● **Required action**
In the data that follows, how many lines include the string "brown"? Answer with the number alone.
━━━━━ Records for the task
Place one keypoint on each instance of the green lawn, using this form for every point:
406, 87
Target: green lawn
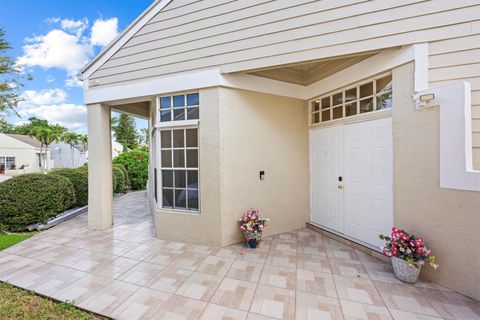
18, 304
10, 239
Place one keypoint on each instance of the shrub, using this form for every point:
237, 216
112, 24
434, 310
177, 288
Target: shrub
33, 198
136, 163
119, 185
125, 174
79, 178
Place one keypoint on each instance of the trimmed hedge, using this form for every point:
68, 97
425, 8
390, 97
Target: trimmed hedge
79, 178
33, 198
125, 174
136, 163
119, 185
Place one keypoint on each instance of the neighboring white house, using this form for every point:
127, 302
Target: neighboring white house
353, 116
21, 154
65, 156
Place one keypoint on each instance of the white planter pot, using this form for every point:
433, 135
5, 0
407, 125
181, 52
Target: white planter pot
405, 271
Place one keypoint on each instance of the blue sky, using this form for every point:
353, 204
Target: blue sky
52, 40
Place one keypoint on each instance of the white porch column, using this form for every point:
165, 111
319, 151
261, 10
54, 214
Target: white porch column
100, 190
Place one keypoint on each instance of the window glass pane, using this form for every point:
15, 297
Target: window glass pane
366, 90
165, 103
192, 139
337, 112
178, 159
166, 158
351, 95
165, 115
167, 198
180, 199
337, 99
351, 109
193, 99
178, 138
366, 105
167, 178
384, 101
178, 114
192, 199
192, 179
192, 158
325, 115
384, 84
178, 101
192, 113
166, 138
326, 102
180, 179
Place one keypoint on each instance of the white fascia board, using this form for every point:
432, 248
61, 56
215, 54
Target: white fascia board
376, 64
456, 165
153, 86
121, 39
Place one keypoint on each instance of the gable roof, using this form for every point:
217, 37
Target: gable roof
108, 51
26, 139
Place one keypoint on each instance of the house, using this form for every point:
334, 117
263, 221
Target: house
66, 156
21, 154
351, 116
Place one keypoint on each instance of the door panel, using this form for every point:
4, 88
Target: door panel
326, 165
368, 167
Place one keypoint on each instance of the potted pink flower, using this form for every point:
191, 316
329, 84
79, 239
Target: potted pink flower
252, 226
408, 254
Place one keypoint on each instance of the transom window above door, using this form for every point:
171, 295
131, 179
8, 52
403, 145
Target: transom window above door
368, 96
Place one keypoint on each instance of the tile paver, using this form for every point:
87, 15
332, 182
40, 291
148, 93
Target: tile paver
127, 273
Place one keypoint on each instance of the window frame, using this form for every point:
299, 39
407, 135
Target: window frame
343, 90
171, 126
5, 161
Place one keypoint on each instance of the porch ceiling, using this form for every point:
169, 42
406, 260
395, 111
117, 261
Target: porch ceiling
307, 73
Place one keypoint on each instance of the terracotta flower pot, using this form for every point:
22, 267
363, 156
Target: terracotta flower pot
405, 271
253, 240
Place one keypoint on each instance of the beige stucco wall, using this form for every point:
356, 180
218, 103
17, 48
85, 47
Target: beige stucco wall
24, 154
449, 220
263, 132
203, 227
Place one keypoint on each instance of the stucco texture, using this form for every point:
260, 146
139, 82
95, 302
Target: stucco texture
449, 220
262, 132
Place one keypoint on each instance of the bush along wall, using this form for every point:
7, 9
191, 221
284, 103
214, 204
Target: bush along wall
79, 178
136, 163
33, 198
126, 184
119, 185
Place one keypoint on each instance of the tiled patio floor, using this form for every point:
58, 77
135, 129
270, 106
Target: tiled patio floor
126, 273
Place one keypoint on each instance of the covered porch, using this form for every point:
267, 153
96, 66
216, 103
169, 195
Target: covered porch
126, 273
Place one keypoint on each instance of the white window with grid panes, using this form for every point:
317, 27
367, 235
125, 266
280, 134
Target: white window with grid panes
8, 162
177, 133
368, 96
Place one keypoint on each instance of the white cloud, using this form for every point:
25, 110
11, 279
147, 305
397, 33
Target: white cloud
49, 96
104, 31
71, 116
56, 49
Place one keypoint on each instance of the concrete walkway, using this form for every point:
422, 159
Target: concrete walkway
126, 273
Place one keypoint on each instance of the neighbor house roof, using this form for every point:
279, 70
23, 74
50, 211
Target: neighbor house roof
26, 139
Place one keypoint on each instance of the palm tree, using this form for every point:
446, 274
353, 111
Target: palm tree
46, 136
72, 139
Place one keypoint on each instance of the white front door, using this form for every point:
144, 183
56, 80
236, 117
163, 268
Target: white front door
326, 158
362, 157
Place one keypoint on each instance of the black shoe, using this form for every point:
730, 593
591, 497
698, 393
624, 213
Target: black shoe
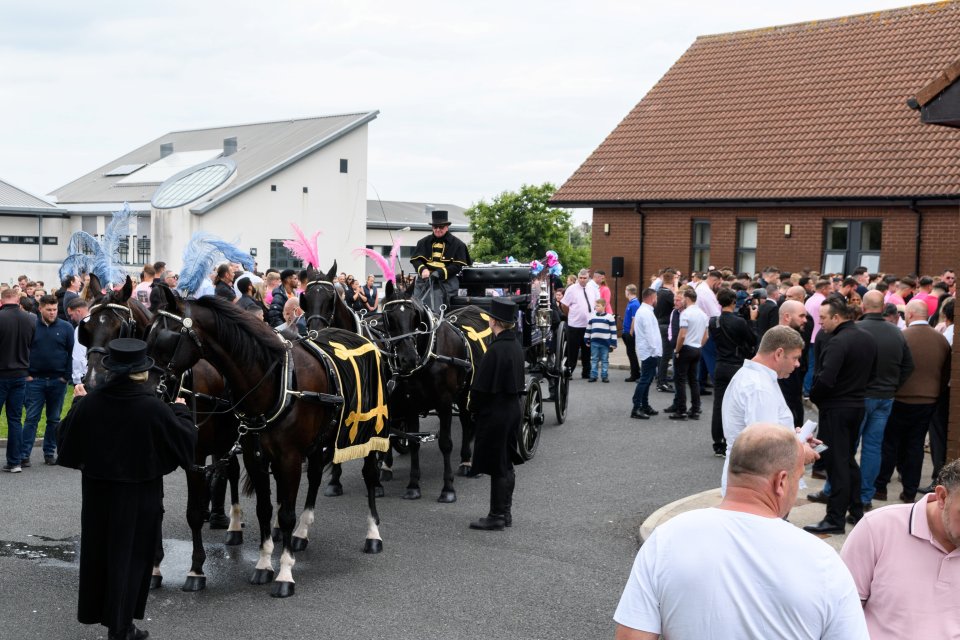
825, 526
490, 523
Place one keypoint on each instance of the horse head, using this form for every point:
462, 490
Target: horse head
112, 315
405, 321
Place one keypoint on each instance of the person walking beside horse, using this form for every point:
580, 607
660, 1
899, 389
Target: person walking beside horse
495, 399
124, 439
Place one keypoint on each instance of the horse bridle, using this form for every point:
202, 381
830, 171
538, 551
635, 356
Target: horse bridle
128, 324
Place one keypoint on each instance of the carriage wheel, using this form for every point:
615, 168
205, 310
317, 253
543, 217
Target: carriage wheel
532, 420
562, 392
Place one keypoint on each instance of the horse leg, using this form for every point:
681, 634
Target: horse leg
261, 483
196, 499
314, 475
334, 488
466, 449
373, 543
445, 413
287, 474
235, 529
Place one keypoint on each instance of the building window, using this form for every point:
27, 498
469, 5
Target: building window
701, 245
747, 246
281, 258
852, 243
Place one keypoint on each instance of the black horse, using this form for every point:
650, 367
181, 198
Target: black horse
117, 314
433, 362
285, 421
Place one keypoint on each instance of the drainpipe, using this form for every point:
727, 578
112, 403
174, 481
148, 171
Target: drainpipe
913, 207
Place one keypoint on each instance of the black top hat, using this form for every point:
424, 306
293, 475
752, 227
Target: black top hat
503, 310
127, 355
440, 218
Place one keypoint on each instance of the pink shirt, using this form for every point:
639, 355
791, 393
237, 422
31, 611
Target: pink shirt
813, 310
907, 581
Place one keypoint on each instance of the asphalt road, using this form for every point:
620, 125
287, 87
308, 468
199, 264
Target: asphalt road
557, 573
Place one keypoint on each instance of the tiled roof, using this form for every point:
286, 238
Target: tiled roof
14, 199
813, 110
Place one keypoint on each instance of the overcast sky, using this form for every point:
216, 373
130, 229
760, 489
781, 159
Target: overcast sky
474, 98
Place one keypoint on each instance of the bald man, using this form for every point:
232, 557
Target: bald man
914, 403
794, 315
767, 578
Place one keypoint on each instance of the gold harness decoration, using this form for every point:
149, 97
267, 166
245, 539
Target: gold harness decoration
358, 415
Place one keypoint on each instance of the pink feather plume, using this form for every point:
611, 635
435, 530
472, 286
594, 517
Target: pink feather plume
304, 249
388, 272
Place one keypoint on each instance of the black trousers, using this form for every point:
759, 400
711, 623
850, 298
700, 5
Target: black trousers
666, 358
575, 346
630, 344
839, 430
722, 376
687, 369
903, 445
938, 434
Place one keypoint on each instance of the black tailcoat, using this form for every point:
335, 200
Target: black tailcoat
124, 440
495, 400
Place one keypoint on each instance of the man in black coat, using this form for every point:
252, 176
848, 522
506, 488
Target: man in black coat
124, 440
438, 259
495, 398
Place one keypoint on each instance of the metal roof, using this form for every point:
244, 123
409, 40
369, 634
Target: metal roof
262, 150
13, 199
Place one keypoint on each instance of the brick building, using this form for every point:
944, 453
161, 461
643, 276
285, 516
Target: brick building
793, 146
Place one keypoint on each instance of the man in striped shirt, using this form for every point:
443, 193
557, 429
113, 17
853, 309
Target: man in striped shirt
601, 335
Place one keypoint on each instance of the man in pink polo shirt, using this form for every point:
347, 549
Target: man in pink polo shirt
906, 564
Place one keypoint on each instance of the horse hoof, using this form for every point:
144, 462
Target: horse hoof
219, 521
194, 583
297, 544
262, 576
282, 589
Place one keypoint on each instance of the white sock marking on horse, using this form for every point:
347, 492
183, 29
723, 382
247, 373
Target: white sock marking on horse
303, 527
286, 567
373, 532
236, 518
266, 550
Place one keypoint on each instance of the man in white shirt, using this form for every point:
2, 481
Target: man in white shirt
690, 340
649, 347
739, 570
577, 303
754, 395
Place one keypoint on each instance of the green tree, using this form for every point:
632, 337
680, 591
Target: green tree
522, 224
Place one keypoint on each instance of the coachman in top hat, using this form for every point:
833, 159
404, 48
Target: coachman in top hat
438, 259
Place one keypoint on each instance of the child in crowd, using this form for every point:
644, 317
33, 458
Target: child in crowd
601, 336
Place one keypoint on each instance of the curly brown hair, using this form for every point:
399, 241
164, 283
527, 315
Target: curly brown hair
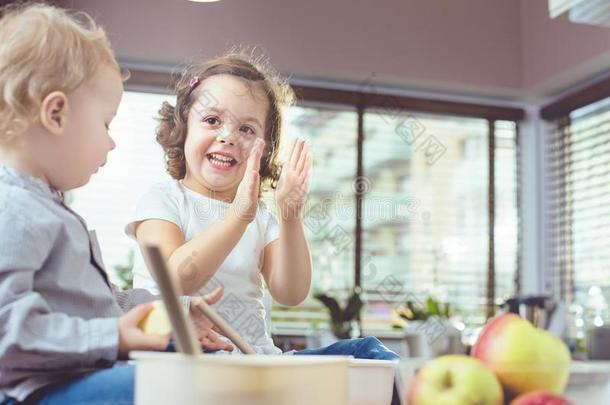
━━━━━━━━━━
● **Solution for this exercise**
2